## Given records

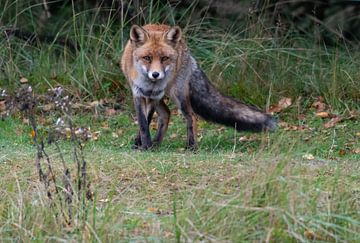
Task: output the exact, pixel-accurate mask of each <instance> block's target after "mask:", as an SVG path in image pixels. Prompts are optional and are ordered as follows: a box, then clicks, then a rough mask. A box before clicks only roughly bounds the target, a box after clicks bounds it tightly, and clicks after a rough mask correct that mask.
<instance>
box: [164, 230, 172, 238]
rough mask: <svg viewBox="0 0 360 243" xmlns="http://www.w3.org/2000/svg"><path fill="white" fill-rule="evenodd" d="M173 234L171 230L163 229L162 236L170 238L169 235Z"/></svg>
mask: <svg viewBox="0 0 360 243" xmlns="http://www.w3.org/2000/svg"><path fill="white" fill-rule="evenodd" d="M173 236H174V234H173V233H172V232H170V231H164V237H165V238H170V237H173Z"/></svg>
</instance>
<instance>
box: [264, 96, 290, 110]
mask: <svg viewBox="0 0 360 243" xmlns="http://www.w3.org/2000/svg"><path fill="white" fill-rule="evenodd" d="M291 104H292V99H291V98H282V99H280V100H279V102H278V103H277V104H276V105H271V106H270V108H269V110H268V112H269V113H271V114H273V113H279V112H280V111H282V110H283V109H285V108H287V107H289V106H291Z"/></svg>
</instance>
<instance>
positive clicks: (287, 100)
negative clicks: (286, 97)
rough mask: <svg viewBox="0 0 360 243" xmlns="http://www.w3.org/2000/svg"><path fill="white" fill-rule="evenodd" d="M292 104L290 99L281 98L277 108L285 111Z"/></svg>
mask: <svg viewBox="0 0 360 243" xmlns="http://www.w3.org/2000/svg"><path fill="white" fill-rule="evenodd" d="M291 104H292V99H291V98H282V99H281V100H279V102H278V106H279V107H280V108H281V109H285V108H287V107H289V106H291Z"/></svg>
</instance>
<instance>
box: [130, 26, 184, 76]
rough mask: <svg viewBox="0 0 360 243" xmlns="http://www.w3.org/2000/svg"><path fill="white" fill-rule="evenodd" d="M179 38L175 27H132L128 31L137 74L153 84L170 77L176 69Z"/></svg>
mask: <svg viewBox="0 0 360 243" xmlns="http://www.w3.org/2000/svg"><path fill="white" fill-rule="evenodd" d="M181 38H182V37H181V29H180V28H179V27H177V26H175V27H169V26H166V25H146V26H144V27H140V26H137V25H133V26H132V27H131V30H130V41H131V45H132V46H133V50H134V51H133V53H132V54H133V61H134V65H135V68H136V69H137V71H138V73H139V74H142V75H143V76H144V77H146V79H148V80H149V81H151V82H153V83H157V82H159V81H161V80H165V79H167V78H168V77H169V76H171V73H172V71H173V70H174V68H175V67H176V63H177V59H178V55H179V54H178V51H177V47H178V45H179V43H180V42H181Z"/></svg>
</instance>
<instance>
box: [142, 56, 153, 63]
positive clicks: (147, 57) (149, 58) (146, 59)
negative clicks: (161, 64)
mask: <svg viewBox="0 0 360 243" xmlns="http://www.w3.org/2000/svg"><path fill="white" fill-rule="evenodd" d="M143 59H144V60H145V61H147V62H151V56H144V57H143Z"/></svg>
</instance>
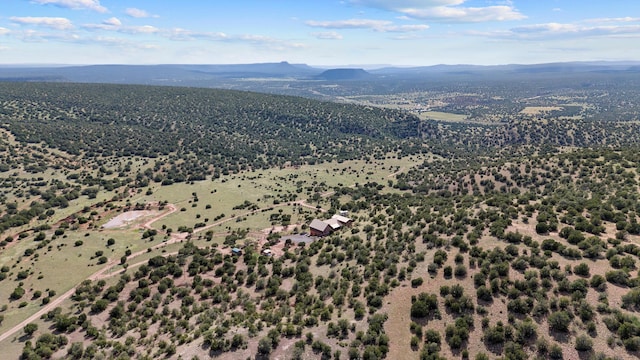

## What is being asked
Rewrite the lines above as a numbered list with no blank lines, and leave out the pictures.

## Task response
1. Task: output the exact, pixel-accurate mask of each <instance> block's target after "mask:", as an SVG path in image pixels. Prompts are optional and are ordered as follows: a box, then clicks, then a rough mask. A box before clicks only roughly bounds the target, a box after clicks bounds it tightly, and clicks after a rough mask correct that mask.
2. <instance>
3. box: [164, 230, 172, 238]
4. rough mask: <svg viewBox="0 0 360 243" xmlns="http://www.w3.org/2000/svg"><path fill="white" fill-rule="evenodd" d="M173 234L171 230L163 229L162 236L170 238L169 235Z"/></svg>
5. mask: <svg viewBox="0 0 360 243" xmlns="http://www.w3.org/2000/svg"><path fill="white" fill-rule="evenodd" d="M173 236H174V234H173V233H172V232H170V231H164V237H165V238H170V237H173Z"/></svg>
6. </instance>
7. <instance>
8. box: [264, 96, 290, 110]
9. mask: <svg viewBox="0 0 360 243" xmlns="http://www.w3.org/2000/svg"><path fill="white" fill-rule="evenodd" d="M291 104H292V99H291V98H282V99H280V100H279V102H278V103H277V104H276V105H271V106H270V108H269V110H268V112H269V113H271V114H273V113H279V112H280V111H282V110H283V109H285V108H287V107H289V106H291Z"/></svg>
10. </instance>
11. <instance>
12. positive clicks: (287, 100)
13. negative clicks: (286, 97)
14. rough mask: <svg viewBox="0 0 360 243" xmlns="http://www.w3.org/2000/svg"><path fill="white" fill-rule="evenodd" d="M292 104L290 99L281 98L277 108L285 111Z"/></svg>
15. mask: <svg viewBox="0 0 360 243" xmlns="http://www.w3.org/2000/svg"><path fill="white" fill-rule="evenodd" d="M291 104H292V99H291V98H282V99H281V100H279V102H278V106H279V107H280V108H281V109H285V108H287V107H289V106H291Z"/></svg>
16. </instance>
17. <instance>
18. box: [130, 26, 184, 76]
19. rough mask: <svg viewBox="0 0 360 243" xmlns="http://www.w3.org/2000/svg"><path fill="white" fill-rule="evenodd" d="M179 38L175 27H132L128 31L137 74L153 84L170 77L176 69Z"/></svg>
20. mask: <svg viewBox="0 0 360 243" xmlns="http://www.w3.org/2000/svg"><path fill="white" fill-rule="evenodd" d="M181 38H182V37H181V29H180V28H179V27H177V26H175V27H169V26H166V25H146V26H144V27H140V26H137V25H133V26H132V27H131V30H130V41H131V45H132V46H133V50H134V51H133V53H132V54H133V61H134V65H135V68H136V69H137V71H138V73H139V74H142V75H143V76H144V77H146V79H148V80H149V81H151V82H153V83H157V82H159V81H161V80H165V79H167V78H168V77H169V76H171V73H172V71H173V70H174V68H175V67H176V63H177V59H178V55H179V54H178V51H177V47H178V45H179V43H180V42H181Z"/></svg>
21. </instance>
22. <instance>
23. box: [142, 56, 153, 63]
24. positive clicks: (147, 57) (149, 58) (146, 59)
25. negative clicks: (161, 64)
26. mask: <svg viewBox="0 0 360 243" xmlns="http://www.w3.org/2000/svg"><path fill="white" fill-rule="evenodd" d="M143 59H144V60H145V61H147V62H151V56H144V57H143Z"/></svg>
27. </instance>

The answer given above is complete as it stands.